Make an exact copy of the lines from the top of the entries below through the line with "target | pine tree trunk". Leave all pictures out.

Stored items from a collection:
====

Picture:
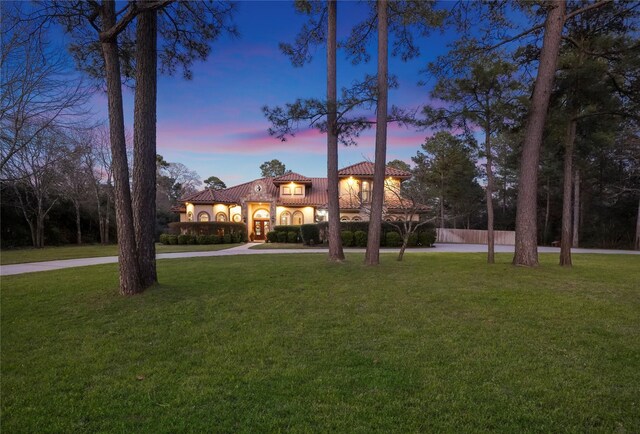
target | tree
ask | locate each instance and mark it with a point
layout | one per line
(482, 93)
(372, 254)
(272, 168)
(186, 29)
(214, 183)
(411, 198)
(35, 177)
(36, 92)
(445, 167)
(526, 248)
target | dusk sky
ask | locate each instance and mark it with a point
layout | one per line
(214, 124)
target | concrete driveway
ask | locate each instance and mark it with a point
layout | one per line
(32, 267)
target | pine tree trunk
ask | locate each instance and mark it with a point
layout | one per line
(545, 233)
(107, 218)
(636, 244)
(144, 146)
(526, 248)
(372, 255)
(576, 208)
(566, 241)
(405, 242)
(78, 228)
(128, 256)
(490, 237)
(335, 241)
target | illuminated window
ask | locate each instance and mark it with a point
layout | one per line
(261, 214)
(285, 218)
(366, 192)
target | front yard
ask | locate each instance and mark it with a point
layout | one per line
(439, 342)
(22, 255)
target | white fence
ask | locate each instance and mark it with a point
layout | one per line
(472, 236)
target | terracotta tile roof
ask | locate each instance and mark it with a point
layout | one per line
(291, 177)
(365, 168)
(230, 195)
(316, 195)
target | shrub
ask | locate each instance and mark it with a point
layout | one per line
(292, 237)
(347, 238)
(360, 238)
(208, 228)
(394, 239)
(272, 237)
(310, 234)
(286, 228)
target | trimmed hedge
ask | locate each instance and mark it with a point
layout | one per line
(292, 237)
(272, 237)
(210, 228)
(170, 239)
(425, 235)
(310, 234)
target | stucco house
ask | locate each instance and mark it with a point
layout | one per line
(293, 199)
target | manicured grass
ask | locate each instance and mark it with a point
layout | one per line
(19, 256)
(437, 343)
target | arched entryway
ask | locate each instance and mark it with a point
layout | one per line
(261, 224)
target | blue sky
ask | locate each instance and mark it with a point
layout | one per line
(214, 124)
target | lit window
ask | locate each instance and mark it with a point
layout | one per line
(285, 218)
(366, 192)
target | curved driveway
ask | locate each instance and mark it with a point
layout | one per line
(6, 270)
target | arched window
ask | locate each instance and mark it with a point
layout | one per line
(285, 218)
(261, 214)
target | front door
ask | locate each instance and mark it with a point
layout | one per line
(260, 229)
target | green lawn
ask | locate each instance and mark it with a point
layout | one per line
(439, 342)
(19, 256)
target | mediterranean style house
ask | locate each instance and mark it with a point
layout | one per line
(293, 199)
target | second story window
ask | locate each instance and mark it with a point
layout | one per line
(366, 192)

====

Task answer »
Picture:
target | tree
ask | locate each instance and mark it with a point
layout | one per line
(482, 93)
(372, 254)
(272, 168)
(186, 29)
(214, 183)
(411, 198)
(35, 177)
(36, 92)
(445, 167)
(526, 248)
target | dusk sky
ask | locate each instance and mark it with a point
layout | one per line
(214, 124)
target | concrete driveway
ask | locate each instance and mark it with a point
layout | one per line
(32, 267)
target | pine tree trunk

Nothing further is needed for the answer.